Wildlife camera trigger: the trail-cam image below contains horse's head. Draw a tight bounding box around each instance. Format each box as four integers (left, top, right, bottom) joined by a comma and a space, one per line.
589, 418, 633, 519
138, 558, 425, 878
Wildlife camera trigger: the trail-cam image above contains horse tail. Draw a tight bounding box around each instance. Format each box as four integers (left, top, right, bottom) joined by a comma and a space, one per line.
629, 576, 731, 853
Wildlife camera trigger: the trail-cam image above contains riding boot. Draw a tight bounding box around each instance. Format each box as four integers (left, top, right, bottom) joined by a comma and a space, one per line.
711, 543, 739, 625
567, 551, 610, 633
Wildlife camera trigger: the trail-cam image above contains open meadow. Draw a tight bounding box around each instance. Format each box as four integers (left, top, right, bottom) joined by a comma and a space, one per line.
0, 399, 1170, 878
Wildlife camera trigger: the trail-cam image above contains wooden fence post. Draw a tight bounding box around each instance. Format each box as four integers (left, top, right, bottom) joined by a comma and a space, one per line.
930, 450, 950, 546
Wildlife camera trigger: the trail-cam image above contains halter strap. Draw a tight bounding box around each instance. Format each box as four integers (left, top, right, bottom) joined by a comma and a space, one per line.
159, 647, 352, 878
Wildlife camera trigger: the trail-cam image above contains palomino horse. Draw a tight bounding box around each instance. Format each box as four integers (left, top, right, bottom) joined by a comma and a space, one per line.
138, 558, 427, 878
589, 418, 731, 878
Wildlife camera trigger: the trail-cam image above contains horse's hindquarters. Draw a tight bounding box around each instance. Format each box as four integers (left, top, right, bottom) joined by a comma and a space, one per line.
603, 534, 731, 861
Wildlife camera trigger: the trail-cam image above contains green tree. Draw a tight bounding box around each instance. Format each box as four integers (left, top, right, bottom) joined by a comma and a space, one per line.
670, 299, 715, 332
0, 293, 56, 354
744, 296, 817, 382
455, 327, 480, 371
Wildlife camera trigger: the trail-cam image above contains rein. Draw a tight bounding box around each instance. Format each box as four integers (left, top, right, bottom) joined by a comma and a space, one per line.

* WHAT NEEDS TO BE DONE
Please recast the records above as a JSON list of strings, one string per line with blank lines left out, beginning at the line that contains "above contains halter" and stopping after the last line of the records.

* SOLUTION TO THE PROBLEM
[
  "Wildlife camera trigger: the trail-cam image above contains halter strap. Draw a tight bounding box around each instance. Format each box as four integers (left, top, right, bottom) joined by a comma and a space, one per line.",
  "159, 647, 352, 878",
  "Wildlife camera trigger: the trail-cam image above contains palomino horse. Draw a tight bounding box around each instance. Format each box as four integers (left, top, right, bottom) joined by a comma and a space, one per line.",
  "138, 558, 427, 878",
  "589, 418, 731, 878",
  "Wildlife camera trigger: the trail-cam image above contains horse's hindquarters. Draw a tight bounding box around each instance. Format each box as four integers (left, top, right, bottom) joined by a comma and a space, one per line.",
  "603, 534, 731, 861",
  "Wildlife camera trigger: the trail-cam image above contains green tree. Draw a tight bounding box around each instance. Format each box as four integers (left, top, right, bottom) joined by a comma and a space, one per line.",
  "670, 299, 715, 332",
  "0, 293, 56, 354",
  "744, 296, 817, 382",
  "455, 327, 480, 371",
  "Wildlife camera trigger: the trail-cam image above contains rein. Draw a tight bounding box around each instance. Format each box as four integers (left, top, right, bottom) joined by a comma and a space, one per line."
]